▸ EXTRAIT DU TEXTE:
######

Les gens parlent et même les élus de l'APW se mêlent à ce grand déballage
Les langues se sont déliées ces derniers jours à Oran pour évoquer ce que la vox populi n'hésite plus à qualifier de crasse en faisant allusion aux nombreuses atteintes au patrimoine de la wilaya. Les propos de Bachir Frik, qui avait déclaré au cours de son procès qu'il a été victime d'un clan qui avait lancé une véritable OPA sur les richesses de la ville ne laissent plus de marbre. Les gens parlent et même les élus de l'APW se mêlent à ce grand déballage.
Il faudra reconnaître que cette euphorie qui a pris la rue oranaise est née des assurances des pouvoirs publics qui ont affiché clairement que le règne de l'impunité est révolu et qu'aujourd'hui nul n'est au-dessus de la loi. Pour preuve, bon nombre de citoyens prennent pour exemple les démêlés avec la justice de l'ancien wali de Blida que des cercles présentaient comme proche du chef de l'Etat. Le Président Bouteflika, en assurant que force doit rester à la loi, a donné une lueur d'espoir aux Oranais qui ont vu leur ville dépecée durant la période 2000/2004. Même les propos du ministre de la Justice, garde des Sceaux au cours de sa dernière visite dans la wilaya de Mascara, sont venus eux aussi à point pour signifier que la récréation est terminée et que l'impunité est du passé.
Fellahs par correspondance
Oran parle ces derniers jours de 2 citoyens algériens installés à Londres qui ont réussi en 2002 à s'approprier plus de 72 hectares de terres agricoles dans le cadre de la loi sur les concessions agricoles. Dans la liste nominative établie des attributions par la Direction des services agricoles, il est précisé que ces deux citoyens ont présenté des cartes nationales établies à Londres et ont déclaré comme adresse le complexe des Andalouses.
Ceci prouve qu'ils ne sont pas résidents dans la wilaya, une grave entorse à la loi qui n'avait pas empêché le DSA et le secrétaire général de la wilaya d'Oran à l'époque, de leur établir un arrêté en bonne et due forme. Ce cas est aggravé car cette terre attribuée à ces deux «fellahs par correspondance» relève du patrimoine forestier protégé par la loi 12/84 qui définit les conditions générales du régime forestier. En un mot, la DSA a attribué une terre qui ne lui appartient pas et pis encore, elle a cautionné une atteinte au patrimoine forestier. Les griefs retenus contre ces deux ressortissants algériens installés à Londres ne s'arrêtent pas là. Après s'être vus bénéficiaires d'une terre agricole, ils ont demandé un crédit dans le cadre de la générale des concessions agricoles. L'ancien directeur des services agricoles rejette leur demande au motif de son illégalité, mais après son départ, son successeur leur permet de bénéficier d'un pactole estimé à plus d'un milliard de centimes. La lettre de rejet de la demande de crédit et celle par qui l'argent est tombé dans leur escarcelle existent et nous en détenons des copies.

######

▸ DONNÉES FOURNIES:
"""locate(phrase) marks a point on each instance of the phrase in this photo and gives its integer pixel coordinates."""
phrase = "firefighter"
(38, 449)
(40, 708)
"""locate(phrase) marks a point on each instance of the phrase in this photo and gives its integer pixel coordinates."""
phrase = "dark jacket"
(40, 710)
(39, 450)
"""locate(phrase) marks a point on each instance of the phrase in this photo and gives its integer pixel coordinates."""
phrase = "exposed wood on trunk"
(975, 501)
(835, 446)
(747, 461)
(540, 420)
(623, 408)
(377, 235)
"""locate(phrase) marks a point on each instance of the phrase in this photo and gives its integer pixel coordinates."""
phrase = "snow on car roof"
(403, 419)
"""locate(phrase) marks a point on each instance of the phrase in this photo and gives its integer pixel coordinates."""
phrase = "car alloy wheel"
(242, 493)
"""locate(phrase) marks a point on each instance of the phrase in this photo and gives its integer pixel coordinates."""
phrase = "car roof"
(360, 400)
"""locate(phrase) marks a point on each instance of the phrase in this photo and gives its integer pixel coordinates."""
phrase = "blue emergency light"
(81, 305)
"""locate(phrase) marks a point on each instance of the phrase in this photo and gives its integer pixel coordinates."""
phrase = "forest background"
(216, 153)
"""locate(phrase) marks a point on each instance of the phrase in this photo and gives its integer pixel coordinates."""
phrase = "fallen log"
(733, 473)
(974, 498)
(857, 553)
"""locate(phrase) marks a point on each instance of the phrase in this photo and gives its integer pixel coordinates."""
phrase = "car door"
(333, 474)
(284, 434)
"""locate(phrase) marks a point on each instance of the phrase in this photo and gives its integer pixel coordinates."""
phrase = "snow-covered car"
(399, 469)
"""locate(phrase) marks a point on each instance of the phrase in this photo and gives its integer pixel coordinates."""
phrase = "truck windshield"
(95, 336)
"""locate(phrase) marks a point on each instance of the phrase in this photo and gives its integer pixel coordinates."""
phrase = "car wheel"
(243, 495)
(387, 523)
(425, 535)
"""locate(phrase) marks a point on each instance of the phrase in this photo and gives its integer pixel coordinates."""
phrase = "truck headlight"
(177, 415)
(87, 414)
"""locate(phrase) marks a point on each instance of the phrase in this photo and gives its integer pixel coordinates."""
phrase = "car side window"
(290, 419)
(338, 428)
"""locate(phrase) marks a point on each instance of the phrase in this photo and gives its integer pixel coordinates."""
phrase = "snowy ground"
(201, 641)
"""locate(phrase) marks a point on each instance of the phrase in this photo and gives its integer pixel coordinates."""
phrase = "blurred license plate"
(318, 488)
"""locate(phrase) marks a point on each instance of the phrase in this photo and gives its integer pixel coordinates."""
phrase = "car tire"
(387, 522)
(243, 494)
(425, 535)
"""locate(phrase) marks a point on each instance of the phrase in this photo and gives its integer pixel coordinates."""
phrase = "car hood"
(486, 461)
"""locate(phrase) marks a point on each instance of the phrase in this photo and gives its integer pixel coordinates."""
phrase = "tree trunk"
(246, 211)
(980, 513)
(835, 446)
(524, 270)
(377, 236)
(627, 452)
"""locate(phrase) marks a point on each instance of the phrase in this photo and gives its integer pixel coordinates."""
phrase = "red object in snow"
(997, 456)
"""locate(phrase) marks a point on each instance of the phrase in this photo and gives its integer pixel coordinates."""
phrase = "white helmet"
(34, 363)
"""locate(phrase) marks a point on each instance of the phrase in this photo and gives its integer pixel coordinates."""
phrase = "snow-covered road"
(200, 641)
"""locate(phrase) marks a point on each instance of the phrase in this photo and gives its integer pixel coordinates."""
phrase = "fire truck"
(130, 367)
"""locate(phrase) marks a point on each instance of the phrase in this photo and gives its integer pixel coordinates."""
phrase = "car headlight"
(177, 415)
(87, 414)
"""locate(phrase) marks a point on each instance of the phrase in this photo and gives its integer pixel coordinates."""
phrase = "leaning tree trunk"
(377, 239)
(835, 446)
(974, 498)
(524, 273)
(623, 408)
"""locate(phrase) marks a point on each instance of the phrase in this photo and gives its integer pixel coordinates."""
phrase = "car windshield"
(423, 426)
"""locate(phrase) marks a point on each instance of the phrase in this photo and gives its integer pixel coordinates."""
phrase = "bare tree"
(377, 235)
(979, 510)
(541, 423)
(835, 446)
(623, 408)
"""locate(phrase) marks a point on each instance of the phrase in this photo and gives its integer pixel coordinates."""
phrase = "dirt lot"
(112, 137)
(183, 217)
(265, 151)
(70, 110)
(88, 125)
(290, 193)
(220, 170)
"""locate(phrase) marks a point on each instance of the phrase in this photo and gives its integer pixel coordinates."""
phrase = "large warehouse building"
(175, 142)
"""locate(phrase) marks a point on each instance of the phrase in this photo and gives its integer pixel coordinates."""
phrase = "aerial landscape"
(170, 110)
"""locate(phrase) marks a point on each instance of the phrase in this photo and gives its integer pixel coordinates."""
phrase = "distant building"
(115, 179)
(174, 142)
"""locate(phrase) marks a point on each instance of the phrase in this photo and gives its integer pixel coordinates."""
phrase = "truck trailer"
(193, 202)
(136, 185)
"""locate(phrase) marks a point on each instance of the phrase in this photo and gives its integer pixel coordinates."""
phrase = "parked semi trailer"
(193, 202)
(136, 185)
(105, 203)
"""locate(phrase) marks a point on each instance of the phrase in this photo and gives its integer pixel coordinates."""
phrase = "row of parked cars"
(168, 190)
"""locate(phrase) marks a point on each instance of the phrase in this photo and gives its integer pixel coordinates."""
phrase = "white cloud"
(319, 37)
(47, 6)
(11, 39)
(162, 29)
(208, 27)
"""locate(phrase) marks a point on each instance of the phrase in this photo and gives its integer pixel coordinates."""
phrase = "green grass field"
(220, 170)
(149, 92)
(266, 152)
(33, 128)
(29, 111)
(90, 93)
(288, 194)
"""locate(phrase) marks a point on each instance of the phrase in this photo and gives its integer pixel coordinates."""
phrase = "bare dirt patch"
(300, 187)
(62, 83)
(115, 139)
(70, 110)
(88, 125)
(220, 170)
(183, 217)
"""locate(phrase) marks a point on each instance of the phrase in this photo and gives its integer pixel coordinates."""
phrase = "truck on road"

######

▸ PROBLÈME À TRAITER:
Prolongez l'article consacré aux atteintes au patrimoine d'Oran en reprenant juste après sa dernière phrase.

▸ RÉPONSE FINALE:
Ce cas n'est pas isolé puisque le Tout-Oran parle ces derniers jours d'une attribution tout aussi bizarre. Il s'agit d'un arrêté établi pour un citoyen qui a bénéficié de 5 parcelles de terres agricoles. Ce «sandwich»n'est pas innocent parce que ses auteurs ont délibérément établi un seul arrêté pour 5 assiettes pour éviter un cas de double, voire triple ou quintuple affectations, un cas puni par la loi et qui constitue aujourd'hui le motif de la guerre que livre l'actuel DSA à certains fellahs, dont certains sont en situation régulière. Le problème du foncier agricole ne s'arrête pas à ces deux cas. Le scandale qui secoue actuellement le secteur à Oran révèle aussi le cas d'un cardiologue en service qui a acquis une terre patrimoine de l'Etat auprès d'un fellah déchu. Les services de la DSA, pourtant au courant du problème, ont légalisé cette transaction sans broncher. Un autre cas de terres agricoles implantées dans des communes différentes attribuées sur la base d'un seul arrêté est signalé. Les listes des bénéficiaires établies pourtant par les services agricoles pullulent de noms d'industriels, de fonctionnaires, de femmes célibataires et d'individus ne remplissant aucun critère. «Ce sandale éclatera un jour. La justice commence à s'intéresser au dossier et on parle d'une commission venue d'Alger qui a entamé un véritable travail qui va commencer à donner ses fruits bientôt», nous dira un fellah.
L'autre affaire qui secoue ces derniers jours la rue oranaise est le dossier du Calpi qui a permis à des individus de bénéficier d'assiettes foncières sans remplir les conditions définies pour chaque projet d'investissement.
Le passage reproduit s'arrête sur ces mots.